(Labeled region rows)
= = = = = = =

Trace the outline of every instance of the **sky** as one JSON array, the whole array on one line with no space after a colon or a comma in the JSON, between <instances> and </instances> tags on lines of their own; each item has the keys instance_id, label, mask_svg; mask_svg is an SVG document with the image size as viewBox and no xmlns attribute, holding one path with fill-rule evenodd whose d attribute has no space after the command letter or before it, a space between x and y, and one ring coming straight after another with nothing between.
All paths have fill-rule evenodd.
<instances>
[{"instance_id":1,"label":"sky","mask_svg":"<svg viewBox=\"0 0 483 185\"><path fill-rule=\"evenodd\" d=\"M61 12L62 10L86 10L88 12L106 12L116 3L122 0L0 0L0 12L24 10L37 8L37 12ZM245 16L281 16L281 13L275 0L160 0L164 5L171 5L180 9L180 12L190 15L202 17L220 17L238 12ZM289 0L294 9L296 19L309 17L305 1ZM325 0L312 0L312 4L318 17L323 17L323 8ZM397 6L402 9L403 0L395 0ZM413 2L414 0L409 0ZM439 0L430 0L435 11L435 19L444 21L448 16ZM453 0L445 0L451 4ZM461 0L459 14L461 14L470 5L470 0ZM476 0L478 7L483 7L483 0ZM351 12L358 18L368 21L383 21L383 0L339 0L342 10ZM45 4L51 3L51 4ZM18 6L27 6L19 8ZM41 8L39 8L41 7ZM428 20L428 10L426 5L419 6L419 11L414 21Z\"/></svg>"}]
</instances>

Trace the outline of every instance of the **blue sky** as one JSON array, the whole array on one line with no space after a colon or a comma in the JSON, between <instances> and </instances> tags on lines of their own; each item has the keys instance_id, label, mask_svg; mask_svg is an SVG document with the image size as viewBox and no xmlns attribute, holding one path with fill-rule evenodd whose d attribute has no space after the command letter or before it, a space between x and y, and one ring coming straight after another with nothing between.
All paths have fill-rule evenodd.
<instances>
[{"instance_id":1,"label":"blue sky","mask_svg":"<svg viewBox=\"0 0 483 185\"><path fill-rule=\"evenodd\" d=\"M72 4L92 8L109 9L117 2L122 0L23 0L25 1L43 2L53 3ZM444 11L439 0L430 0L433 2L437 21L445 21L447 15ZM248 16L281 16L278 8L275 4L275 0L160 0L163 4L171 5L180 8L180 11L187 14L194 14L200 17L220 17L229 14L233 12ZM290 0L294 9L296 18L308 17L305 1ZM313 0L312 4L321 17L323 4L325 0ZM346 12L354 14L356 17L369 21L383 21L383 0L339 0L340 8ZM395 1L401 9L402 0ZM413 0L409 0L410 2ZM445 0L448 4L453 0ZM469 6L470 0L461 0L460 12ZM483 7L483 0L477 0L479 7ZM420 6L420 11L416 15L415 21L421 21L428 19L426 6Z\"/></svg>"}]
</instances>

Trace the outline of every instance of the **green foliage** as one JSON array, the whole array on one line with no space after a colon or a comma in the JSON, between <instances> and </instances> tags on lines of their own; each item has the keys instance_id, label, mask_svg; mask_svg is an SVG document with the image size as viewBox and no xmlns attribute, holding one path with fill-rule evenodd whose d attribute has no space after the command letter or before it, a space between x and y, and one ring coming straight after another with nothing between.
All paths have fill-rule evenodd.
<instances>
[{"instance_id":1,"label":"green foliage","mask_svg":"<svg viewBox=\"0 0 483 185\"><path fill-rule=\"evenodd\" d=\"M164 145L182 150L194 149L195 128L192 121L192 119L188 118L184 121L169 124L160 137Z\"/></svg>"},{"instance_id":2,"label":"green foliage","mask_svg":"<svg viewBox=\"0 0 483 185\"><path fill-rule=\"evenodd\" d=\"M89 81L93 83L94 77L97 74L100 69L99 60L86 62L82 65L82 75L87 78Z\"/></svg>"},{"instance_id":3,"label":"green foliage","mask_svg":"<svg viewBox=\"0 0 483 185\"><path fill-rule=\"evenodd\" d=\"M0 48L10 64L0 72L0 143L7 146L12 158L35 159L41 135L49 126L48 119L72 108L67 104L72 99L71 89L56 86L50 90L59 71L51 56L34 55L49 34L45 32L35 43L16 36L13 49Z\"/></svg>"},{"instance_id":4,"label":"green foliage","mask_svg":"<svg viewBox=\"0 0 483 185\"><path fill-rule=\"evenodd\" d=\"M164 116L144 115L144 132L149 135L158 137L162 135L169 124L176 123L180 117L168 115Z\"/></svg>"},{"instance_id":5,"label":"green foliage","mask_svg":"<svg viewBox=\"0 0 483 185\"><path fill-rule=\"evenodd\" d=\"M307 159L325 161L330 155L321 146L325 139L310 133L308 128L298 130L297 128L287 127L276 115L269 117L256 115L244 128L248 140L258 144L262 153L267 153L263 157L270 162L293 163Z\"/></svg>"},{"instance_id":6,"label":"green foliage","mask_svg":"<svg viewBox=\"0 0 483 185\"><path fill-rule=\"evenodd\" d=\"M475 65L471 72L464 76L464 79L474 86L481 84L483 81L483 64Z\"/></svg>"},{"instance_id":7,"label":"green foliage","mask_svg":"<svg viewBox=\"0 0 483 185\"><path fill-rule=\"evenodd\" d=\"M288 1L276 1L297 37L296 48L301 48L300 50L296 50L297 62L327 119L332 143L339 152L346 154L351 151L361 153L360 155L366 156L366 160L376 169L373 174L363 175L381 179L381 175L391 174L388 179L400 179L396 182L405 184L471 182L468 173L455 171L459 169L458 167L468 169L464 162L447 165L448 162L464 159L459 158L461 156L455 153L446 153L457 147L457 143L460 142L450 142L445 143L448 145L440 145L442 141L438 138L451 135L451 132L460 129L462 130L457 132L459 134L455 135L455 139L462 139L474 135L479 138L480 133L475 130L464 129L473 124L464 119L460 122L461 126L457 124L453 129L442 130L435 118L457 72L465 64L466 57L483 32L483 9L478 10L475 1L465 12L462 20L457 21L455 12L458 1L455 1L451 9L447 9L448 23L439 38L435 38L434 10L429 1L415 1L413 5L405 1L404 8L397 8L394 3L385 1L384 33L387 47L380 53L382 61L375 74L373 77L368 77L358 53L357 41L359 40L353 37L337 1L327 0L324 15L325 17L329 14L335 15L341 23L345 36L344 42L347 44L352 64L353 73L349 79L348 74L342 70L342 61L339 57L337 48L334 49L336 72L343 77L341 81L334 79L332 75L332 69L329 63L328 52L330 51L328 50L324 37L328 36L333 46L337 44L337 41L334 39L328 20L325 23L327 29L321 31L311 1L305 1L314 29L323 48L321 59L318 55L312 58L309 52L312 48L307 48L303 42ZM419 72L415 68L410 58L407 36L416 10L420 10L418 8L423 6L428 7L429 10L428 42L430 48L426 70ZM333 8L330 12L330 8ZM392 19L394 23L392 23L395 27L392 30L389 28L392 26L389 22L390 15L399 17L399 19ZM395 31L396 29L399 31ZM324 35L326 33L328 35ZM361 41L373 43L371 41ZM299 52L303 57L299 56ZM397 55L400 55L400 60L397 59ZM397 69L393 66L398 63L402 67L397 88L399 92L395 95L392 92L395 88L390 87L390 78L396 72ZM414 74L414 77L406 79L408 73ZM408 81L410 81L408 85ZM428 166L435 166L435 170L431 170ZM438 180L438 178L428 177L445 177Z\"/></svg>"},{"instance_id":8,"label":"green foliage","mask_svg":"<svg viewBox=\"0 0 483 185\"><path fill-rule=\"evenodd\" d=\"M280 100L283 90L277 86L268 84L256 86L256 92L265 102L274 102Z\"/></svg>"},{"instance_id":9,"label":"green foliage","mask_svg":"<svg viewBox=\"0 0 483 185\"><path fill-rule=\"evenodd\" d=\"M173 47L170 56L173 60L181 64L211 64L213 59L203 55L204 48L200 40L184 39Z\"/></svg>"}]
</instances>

= = = = = = =

Task objective — Please pick out every line of the rows above that contains the string "JSON", matching case exactly, and copy each one in full.

Output of the exercise —
Trace the outline of every instance of the **sky** as one JSON array, the whole array on one line with no space after a colon or a comma in the JSON, between <instances> and </instances> tags on lines of their own; each item has the keys instance_id, label, mask_svg; mask_svg is an SVG document with the image size as viewBox and no xmlns attribute, holding one path with fill-rule evenodd whose d attribute has no space after the command letter or before it, a space between x and y, and one ring coming straight after another with nothing between.
Trace the outline of every instance of the **blue sky** as one JSON array, the whole array on one line with no space after a colon or a comma in the JSON, between <instances> and </instances> tags on lines of their own; each item has the keys instance_id, label, mask_svg; mask_svg is an SVG document with the image size as viewBox and no xmlns attribute, holding one path with fill-rule evenodd whose d attribute has no space after the command letter or before it, a space between x and y, and one ring coming straight after another with nothing between.
Trace the outline of every instance of the **green foliage** as one JSON array, the whole array on one line with no space after a colon or a comma in the JSON, between <instances> and </instances> tags on lines of their own; each item has the keys instance_id, label, mask_svg; mask_svg is an SVG document with the image size as viewBox and no xmlns attribute, holding one path with fill-rule evenodd whose d attribute has no space after the command letter or before it, a space between x and y, and one ring coming straight after another with nothing between.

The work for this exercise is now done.